+++ INFORMATION +++

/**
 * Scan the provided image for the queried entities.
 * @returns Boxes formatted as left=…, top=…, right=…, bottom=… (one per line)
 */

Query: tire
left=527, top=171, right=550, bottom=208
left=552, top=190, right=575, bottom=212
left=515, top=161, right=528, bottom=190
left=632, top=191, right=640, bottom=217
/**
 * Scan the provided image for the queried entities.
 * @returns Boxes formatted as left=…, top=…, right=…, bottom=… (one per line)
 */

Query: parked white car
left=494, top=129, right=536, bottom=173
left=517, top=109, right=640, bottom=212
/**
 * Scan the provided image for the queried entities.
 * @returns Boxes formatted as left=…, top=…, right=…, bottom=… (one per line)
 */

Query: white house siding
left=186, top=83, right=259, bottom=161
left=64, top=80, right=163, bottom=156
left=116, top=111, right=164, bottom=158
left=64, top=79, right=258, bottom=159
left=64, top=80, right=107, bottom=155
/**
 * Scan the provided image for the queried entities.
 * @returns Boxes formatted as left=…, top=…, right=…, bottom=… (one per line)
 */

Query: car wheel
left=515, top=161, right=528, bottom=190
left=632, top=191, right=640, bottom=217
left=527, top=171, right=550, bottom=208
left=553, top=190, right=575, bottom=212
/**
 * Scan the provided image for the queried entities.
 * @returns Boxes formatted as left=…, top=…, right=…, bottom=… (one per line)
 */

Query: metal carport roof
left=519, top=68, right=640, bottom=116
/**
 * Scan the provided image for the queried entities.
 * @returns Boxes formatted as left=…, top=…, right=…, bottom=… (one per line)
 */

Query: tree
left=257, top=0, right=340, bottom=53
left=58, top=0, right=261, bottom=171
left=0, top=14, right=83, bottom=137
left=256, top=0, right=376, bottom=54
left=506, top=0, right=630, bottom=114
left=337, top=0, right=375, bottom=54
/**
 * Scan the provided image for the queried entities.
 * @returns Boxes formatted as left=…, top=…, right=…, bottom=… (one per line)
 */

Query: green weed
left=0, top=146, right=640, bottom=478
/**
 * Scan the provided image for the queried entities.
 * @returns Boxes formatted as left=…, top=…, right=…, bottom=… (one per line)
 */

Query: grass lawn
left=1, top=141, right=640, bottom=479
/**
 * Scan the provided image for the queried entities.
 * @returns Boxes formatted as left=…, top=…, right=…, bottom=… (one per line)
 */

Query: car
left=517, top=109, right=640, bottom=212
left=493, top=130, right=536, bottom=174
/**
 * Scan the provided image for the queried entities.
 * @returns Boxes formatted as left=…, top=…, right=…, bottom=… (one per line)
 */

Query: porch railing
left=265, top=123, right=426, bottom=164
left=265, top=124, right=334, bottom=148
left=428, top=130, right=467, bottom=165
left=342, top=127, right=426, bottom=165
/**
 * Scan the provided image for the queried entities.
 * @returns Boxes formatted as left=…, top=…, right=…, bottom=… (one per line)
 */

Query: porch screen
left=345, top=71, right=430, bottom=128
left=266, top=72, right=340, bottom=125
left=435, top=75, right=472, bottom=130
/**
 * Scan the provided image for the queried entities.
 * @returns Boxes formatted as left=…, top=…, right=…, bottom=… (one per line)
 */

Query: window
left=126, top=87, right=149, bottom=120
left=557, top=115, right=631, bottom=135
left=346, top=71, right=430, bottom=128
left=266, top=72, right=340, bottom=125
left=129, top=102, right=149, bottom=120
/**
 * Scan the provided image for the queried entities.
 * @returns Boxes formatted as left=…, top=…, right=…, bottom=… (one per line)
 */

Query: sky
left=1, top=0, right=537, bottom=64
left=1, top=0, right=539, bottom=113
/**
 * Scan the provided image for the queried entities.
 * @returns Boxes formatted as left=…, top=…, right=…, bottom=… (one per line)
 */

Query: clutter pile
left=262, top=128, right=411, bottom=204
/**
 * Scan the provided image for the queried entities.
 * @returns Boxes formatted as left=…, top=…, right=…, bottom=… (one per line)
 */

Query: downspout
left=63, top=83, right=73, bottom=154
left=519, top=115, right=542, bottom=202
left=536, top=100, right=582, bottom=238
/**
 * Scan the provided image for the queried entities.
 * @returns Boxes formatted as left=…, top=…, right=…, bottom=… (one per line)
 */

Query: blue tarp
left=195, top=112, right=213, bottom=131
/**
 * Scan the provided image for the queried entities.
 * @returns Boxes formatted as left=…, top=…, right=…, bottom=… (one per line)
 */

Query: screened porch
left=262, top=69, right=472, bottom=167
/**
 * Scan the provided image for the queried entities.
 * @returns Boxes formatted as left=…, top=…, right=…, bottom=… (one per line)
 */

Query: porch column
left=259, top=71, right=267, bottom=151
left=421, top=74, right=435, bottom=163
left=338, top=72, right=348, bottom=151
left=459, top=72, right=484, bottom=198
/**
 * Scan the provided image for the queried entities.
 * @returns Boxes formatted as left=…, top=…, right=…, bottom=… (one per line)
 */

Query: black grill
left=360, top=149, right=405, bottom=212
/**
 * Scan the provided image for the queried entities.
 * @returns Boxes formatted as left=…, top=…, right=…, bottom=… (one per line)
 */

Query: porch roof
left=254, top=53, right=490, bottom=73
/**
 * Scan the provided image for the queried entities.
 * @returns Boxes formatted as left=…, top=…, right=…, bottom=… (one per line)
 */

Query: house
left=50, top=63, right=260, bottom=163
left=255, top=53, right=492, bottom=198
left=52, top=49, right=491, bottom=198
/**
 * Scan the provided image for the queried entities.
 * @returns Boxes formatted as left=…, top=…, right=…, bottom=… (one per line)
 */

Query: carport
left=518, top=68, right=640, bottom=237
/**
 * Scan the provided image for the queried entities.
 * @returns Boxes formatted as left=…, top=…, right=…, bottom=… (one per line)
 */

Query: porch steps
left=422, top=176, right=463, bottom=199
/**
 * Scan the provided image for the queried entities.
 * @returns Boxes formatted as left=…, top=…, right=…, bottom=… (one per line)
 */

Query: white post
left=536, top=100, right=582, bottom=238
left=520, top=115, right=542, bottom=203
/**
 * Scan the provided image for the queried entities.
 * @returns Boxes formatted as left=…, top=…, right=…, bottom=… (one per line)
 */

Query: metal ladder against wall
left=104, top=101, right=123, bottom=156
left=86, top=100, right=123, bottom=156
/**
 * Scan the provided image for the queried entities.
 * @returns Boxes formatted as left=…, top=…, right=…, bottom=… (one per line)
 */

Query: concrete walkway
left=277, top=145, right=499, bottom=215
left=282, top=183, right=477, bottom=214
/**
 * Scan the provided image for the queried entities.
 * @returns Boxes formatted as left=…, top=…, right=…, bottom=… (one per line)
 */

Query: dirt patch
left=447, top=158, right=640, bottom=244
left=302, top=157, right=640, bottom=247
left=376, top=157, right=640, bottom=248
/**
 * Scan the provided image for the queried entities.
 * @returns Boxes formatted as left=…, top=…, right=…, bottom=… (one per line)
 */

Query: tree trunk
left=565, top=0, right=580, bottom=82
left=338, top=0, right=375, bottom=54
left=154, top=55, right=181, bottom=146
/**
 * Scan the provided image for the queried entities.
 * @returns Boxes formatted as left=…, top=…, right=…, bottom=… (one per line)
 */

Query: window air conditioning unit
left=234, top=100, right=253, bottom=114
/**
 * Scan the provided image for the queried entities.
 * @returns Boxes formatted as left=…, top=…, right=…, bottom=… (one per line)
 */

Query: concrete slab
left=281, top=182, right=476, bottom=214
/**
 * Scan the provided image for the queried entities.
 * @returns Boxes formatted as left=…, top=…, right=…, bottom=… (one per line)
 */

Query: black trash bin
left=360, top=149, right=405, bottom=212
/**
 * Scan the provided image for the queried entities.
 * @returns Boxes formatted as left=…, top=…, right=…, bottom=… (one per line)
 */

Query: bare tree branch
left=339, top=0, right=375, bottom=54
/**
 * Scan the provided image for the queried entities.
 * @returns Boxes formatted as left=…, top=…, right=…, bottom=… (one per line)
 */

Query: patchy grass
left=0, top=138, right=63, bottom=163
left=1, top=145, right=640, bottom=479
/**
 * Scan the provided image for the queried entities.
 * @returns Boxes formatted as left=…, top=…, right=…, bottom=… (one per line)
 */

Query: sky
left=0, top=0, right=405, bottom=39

+++

WHAT THE EXERCISE ASKS: Starting at the line that contains "Query: concrete slab", copy each line through the last one in the records, exactly, and output nothing else.

SOLUTION:
Query: concrete slab
left=281, top=182, right=476, bottom=214
/**
 * Scan the provided image for the queried entities.
 * @returns Boxes formatted as left=…, top=…, right=…, bottom=… (one per line)
 */

Query: black trash bin
left=360, top=149, right=405, bottom=212
/**
 * Scan the provided image for the queried entities.
 * @returns Boxes formatted as left=…, top=…, right=…, bottom=… (one per line)
 */

Query: bare tree branch
left=339, top=0, right=375, bottom=54
/**
 * Scan the provided image for the queried entities.
 * @returns Boxes formatted as left=…, top=…, right=…, bottom=… (one per line)
 */

Query: patchy grass
left=0, top=138, right=63, bottom=163
left=1, top=145, right=640, bottom=479
/**
 * Scan the provided image for the queried entities.
 * @returns Boxes formatted as left=…, top=…, right=…, bottom=… (one per line)
 */

Query: sky
left=0, top=0, right=405, bottom=39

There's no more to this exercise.